Give the number of lines below that contain "blue", with no other output.

[Stored entries]
----

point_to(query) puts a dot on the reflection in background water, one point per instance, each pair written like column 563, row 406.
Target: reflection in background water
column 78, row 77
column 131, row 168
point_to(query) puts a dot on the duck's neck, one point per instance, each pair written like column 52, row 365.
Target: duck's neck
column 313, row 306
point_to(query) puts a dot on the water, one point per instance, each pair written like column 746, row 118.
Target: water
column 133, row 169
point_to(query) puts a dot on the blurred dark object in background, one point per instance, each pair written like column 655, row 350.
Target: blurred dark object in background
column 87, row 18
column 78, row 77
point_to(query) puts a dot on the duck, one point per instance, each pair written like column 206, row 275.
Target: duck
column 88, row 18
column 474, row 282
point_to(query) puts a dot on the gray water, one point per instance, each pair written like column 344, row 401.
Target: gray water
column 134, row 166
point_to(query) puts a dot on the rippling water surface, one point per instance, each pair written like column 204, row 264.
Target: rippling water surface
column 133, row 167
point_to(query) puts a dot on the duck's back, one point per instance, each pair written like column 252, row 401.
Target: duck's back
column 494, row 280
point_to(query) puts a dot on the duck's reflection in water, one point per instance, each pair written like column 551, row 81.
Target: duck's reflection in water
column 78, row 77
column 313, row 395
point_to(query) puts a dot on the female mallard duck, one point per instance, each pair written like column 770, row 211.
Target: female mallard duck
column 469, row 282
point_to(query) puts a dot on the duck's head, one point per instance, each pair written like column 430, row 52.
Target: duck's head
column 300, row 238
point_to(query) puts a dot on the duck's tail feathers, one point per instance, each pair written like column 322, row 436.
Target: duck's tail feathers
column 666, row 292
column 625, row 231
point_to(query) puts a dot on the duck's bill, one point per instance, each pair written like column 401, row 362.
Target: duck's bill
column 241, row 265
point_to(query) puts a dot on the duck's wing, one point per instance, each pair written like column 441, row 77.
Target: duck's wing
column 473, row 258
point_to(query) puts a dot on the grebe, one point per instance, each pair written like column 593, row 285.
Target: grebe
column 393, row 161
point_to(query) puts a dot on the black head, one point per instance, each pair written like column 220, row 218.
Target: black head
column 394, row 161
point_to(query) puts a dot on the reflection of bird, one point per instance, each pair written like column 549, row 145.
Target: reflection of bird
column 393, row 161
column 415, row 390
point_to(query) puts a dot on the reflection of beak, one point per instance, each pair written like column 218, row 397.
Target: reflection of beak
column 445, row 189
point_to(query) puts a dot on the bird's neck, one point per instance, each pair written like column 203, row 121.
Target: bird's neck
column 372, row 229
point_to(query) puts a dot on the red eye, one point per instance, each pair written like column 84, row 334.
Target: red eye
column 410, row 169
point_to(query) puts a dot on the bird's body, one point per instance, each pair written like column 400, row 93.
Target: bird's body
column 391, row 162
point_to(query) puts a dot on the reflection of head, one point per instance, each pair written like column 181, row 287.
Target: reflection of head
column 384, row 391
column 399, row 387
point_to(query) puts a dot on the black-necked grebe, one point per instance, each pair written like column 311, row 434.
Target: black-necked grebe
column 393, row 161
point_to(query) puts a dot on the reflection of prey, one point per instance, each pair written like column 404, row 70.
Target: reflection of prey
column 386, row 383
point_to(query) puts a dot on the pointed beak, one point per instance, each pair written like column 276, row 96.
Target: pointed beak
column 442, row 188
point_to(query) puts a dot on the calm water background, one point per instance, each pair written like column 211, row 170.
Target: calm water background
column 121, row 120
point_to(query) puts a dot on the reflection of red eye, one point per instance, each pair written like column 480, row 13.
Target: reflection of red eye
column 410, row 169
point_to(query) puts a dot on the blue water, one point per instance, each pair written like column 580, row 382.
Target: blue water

----

[YOUR SOLUTION]
2